To do: Swap "neckline" for "collar" in the stretch from the start of the entries through the line containing "x=629 y=194", and return only those lines with nothing else altered.

Records supplied:
►

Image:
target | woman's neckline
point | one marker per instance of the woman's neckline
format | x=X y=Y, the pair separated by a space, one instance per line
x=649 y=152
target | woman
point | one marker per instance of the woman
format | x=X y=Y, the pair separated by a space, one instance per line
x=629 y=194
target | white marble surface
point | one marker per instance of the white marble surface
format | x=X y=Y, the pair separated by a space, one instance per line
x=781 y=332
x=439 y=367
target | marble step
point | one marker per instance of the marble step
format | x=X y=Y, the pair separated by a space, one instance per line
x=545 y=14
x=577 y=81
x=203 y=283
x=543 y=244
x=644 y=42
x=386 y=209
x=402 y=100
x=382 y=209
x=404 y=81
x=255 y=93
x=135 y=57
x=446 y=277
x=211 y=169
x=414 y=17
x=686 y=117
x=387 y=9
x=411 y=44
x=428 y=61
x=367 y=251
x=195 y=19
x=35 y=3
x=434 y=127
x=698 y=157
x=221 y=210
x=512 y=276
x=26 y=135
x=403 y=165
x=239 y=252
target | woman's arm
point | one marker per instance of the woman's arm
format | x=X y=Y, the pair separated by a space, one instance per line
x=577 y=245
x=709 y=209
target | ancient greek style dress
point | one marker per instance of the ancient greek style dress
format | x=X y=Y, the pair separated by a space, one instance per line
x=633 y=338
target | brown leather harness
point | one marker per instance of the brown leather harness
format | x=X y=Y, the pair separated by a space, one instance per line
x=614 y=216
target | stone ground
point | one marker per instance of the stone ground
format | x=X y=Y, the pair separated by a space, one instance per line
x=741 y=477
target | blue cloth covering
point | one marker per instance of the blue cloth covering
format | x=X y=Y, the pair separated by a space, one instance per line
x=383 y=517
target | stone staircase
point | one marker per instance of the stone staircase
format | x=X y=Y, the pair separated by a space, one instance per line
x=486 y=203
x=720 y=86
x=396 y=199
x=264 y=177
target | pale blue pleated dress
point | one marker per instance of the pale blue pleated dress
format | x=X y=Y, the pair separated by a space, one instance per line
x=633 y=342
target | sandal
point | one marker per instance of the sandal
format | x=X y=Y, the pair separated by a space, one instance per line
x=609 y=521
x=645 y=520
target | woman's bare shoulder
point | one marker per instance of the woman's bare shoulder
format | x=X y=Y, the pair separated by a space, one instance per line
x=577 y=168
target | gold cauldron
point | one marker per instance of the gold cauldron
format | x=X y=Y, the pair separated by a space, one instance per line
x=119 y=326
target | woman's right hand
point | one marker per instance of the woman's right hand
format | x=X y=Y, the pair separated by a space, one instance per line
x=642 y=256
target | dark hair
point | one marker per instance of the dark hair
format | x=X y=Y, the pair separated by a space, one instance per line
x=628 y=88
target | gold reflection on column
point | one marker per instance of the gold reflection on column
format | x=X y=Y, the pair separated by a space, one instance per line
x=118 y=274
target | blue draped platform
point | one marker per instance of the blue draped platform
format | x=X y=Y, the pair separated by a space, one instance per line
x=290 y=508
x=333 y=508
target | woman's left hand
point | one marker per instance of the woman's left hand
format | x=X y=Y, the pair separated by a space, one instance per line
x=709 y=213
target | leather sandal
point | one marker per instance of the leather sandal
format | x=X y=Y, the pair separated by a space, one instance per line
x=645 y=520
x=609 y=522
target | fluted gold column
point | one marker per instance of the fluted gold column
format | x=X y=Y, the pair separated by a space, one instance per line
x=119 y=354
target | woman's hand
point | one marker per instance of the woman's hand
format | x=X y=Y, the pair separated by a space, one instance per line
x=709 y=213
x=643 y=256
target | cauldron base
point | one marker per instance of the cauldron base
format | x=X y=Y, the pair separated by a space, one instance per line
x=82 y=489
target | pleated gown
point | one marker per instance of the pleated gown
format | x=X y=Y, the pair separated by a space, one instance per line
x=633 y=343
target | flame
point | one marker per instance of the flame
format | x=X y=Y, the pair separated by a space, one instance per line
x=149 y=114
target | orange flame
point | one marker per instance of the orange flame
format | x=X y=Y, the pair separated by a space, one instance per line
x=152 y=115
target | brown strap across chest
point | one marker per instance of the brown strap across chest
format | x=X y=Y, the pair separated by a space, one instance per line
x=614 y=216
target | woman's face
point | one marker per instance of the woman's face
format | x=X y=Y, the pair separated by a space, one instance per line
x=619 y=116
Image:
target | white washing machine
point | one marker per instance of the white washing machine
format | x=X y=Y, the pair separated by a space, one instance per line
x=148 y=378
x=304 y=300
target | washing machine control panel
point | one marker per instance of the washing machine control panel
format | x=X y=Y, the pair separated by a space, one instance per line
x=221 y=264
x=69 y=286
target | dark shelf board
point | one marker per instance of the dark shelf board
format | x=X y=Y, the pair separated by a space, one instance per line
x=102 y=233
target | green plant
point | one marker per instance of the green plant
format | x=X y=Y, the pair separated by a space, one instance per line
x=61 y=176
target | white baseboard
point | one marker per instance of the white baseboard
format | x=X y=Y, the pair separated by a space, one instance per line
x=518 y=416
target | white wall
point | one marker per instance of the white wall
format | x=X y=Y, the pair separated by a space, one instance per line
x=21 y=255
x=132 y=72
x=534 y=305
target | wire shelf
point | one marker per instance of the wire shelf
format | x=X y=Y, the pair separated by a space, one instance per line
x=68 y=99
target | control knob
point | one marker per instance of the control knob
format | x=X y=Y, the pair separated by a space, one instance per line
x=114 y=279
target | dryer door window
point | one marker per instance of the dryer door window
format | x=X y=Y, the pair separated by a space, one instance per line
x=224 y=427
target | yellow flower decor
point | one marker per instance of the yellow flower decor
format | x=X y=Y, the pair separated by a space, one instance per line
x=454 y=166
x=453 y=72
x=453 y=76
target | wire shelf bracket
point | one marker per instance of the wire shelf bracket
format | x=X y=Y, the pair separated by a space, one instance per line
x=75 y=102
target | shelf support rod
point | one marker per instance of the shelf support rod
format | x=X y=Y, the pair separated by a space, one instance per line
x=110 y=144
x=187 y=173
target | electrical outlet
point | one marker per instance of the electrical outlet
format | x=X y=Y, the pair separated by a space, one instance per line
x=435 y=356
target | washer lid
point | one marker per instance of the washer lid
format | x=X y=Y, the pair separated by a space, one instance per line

◄

Task solution:
Image:
target | woman's collar
point | one marker per instance of the woman's collar
format | x=X y=Y, the pair separated by a space, one instance per line
x=649 y=152
target | woman
point | one marker per instance of the woman
format | x=X y=Y, the pair separated by a space, one instance per line
x=629 y=194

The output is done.